▶ **Task description**
Only the lines from the one containing "to the crop" through the final line of the material below should be output, exactly as they stand.

[Location labeling records]

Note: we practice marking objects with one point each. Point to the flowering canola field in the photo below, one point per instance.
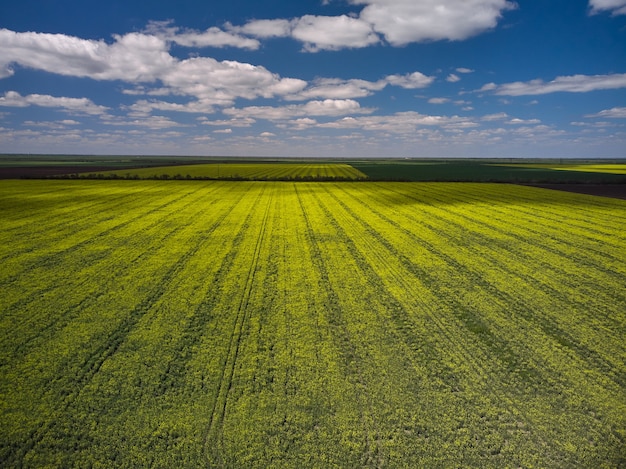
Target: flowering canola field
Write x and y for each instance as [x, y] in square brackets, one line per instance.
[245, 171]
[274, 324]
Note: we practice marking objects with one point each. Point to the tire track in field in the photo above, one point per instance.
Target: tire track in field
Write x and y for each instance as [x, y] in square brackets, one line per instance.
[212, 442]
[50, 260]
[73, 311]
[194, 328]
[491, 340]
[54, 322]
[69, 387]
[460, 343]
[549, 326]
[53, 259]
[347, 349]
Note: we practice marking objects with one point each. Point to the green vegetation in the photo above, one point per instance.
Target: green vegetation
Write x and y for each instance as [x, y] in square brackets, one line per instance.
[243, 171]
[492, 171]
[275, 324]
[587, 168]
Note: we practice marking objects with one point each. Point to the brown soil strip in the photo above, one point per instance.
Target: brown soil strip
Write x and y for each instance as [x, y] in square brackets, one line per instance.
[616, 191]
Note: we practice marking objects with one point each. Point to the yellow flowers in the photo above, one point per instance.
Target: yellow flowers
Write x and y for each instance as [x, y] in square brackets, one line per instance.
[273, 324]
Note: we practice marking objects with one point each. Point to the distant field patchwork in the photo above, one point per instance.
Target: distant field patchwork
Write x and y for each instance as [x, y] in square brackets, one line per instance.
[296, 325]
[257, 171]
[588, 168]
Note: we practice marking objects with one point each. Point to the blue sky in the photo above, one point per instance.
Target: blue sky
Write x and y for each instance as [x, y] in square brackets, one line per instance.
[345, 78]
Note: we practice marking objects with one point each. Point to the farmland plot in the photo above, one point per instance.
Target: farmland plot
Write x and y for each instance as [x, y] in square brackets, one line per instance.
[248, 171]
[223, 324]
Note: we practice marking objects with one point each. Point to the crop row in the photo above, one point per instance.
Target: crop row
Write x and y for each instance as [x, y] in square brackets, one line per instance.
[245, 171]
[258, 324]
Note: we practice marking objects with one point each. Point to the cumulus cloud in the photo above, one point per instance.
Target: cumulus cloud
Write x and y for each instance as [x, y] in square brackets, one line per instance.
[616, 7]
[212, 37]
[410, 81]
[406, 21]
[335, 88]
[333, 32]
[139, 58]
[614, 113]
[399, 123]
[76, 105]
[133, 57]
[264, 28]
[327, 107]
[150, 122]
[571, 84]
[243, 122]
[495, 117]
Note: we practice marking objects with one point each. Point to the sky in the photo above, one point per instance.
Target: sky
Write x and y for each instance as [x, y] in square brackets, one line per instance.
[314, 78]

▶ **Completed task**
Note: we practice marking objects with one point each. Point to the crop row in the photo above, one point per instance.
Target: crop row
Write x and y for each instance as [x, y] in square brackets, one line per instance.
[245, 171]
[258, 324]
Note: we practice marking objects with one point each. Point to the cumulus cloud in the photo above, one point per instance.
Target: cumulus cloud
Write x and y for each instance as [x, y] in square brackets, one line per instance.
[616, 7]
[212, 37]
[410, 81]
[406, 21]
[335, 88]
[333, 32]
[139, 58]
[614, 113]
[399, 123]
[76, 105]
[133, 57]
[264, 28]
[327, 107]
[150, 122]
[571, 84]
[243, 122]
[495, 117]
Note: we practice marking objects with one point each. Point to the sky in the photo above, one point per instance.
Target: sky
Write x and y for each instance as [x, y] in square brackets, one line per instance.
[314, 78]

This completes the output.